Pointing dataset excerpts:
+--
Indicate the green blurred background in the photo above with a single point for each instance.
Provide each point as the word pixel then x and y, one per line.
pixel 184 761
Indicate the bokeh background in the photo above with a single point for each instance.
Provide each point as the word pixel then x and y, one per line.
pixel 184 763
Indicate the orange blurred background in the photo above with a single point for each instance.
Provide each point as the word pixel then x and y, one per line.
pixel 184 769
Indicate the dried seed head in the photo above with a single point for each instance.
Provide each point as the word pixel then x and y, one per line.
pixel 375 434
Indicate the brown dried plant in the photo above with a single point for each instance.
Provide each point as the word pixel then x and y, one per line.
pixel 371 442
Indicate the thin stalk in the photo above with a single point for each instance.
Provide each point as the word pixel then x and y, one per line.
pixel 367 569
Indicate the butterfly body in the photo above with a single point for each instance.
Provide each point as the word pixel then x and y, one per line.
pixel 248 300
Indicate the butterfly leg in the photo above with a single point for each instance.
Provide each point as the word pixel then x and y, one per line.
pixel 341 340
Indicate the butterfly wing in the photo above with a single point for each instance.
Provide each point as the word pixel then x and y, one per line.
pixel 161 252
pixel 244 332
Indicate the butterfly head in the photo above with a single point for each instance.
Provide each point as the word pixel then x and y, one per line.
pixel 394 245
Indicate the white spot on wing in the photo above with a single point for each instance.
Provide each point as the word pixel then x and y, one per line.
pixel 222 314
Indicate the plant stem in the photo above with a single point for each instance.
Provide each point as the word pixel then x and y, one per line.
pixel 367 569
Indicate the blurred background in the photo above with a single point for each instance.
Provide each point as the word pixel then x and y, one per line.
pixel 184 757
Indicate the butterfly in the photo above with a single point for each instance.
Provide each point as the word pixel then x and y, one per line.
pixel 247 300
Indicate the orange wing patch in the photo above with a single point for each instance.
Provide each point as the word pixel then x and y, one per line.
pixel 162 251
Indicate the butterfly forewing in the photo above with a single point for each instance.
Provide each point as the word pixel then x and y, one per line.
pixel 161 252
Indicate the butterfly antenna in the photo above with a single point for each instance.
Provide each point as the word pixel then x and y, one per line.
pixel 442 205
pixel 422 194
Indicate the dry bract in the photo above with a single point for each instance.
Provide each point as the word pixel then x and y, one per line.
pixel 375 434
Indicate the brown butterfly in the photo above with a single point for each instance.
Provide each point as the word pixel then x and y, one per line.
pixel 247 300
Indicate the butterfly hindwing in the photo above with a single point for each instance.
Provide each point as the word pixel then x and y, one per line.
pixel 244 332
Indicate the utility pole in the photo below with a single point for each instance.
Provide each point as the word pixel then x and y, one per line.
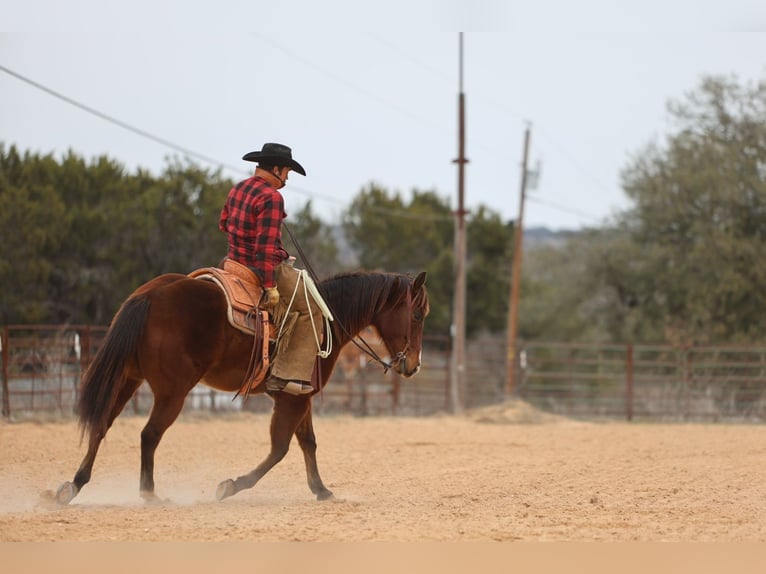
pixel 457 371
pixel 513 307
+--
WHAT IS NEEDED:
Recast all of the entries above as a two-column CSV headed entry_text and answer, with one row per entry. Put each entry's text and its answer each in a single quoted field, replace line breaks with spaces, and omit the pictures.

THE ANSWER:
entry_text,answer
"Indicate the green blurred background in the photo above with a single point for each instance. Provide each point as the word pixel then x and y, one per line.","pixel 184 761"
"Indicate the bokeh background in the photo above with a single point for each instance. Provide each point as the word pixel then x and y, one per line.","pixel 184 763"
"Indicate the orange blurred background in the photo above with a single point for each instance. Provide each point as the word pixel then x and y, one per line.","pixel 184 769"
"Indicate the dried seed head in the photo above with a single point for each instance. Provide each point as the word pixel then x and y, one per line.","pixel 375 434"
"Indicate the brown dried plant in the photo above with a single point for each instance. Provide each point as the word pixel then x and y, one per line.","pixel 371 442"
"Indicate the thin stalk in the photo above with a single point for each instance. Provide each point as the word pixel then x and y, one per line.","pixel 367 569"
"Indicate the butterfly body in the photo above with a single point for each instance. Provide each point as the word pixel then x and y, one per line.","pixel 248 300"
"Indicate the butterfly leg in the photo above with a single point for each instance. Provide each point as the word pixel then x and y, one per line.","pixel 341 340"
"Indicate the butterfly wing in the photo above with a single point for each instance. Provide each point as the word pixel then x and y, one per line.","pixel 161 252 pixel 244 332"
"Indicate the butterfly head in the photo above with a single point for each instance. Provide each point as the word pixel then x and y, one per line.","pixel 394 245"
"Indicate the white spot on wing in the photo above with a single point for each instance. Provide each point as the word pixel then x and y, one per line.","pixel 222 314"
"Indicate the plant stem in the photo above with a single point for each instance. Provide each point as the word pixel then x and y, one per line.","pixel 367 569"
"Indicate the blurred background in the photo above with a single point for each instance. Provide each point as the word pixel then x and y, one per line.","pixel 184 757"
"Indicate the butterfly in the photo above with a single point for each instance. Provide each point as the word pixel then x and y, one per line.","pixel 247 300"
"Indicate the orange wing patch in the photo above with a single point for each instance. Provide each point as the word pixel then x and y, one per line.","pixel 162 251"
"Indicate the butterfly forewing in the photo above with a single point for each instance. Provide each point as the word pixel then x and y, one per line.","pixel 161 252"
"Indicate the butterfly antenna in the photo above with a single point for each instance. Provide each point as the word pixel then x and y, one per line.","pixel 442 205 pixel 422 194"
"Indicate the dry bract in the photo above with a single point for each instance. Provide each point as the word pixel then x and y, one per line.","pixel 375 434"
"Indicate the brown butterfly in the photo above with a single point for each instance. Provide each point as the word pixel then x and y, one per line.","pixel 247 300"
"Indicate the butterfly hindwing in the photo above with a single point for each instance. Provide each point as the word pixel then x and y, one per line.","pixel 244 332"
"Indicate the utility pole in the photo below with a single point for each instance. Provide each point as the word pixel then x and y, one per line.","pixel 457 371 pixel 513 307"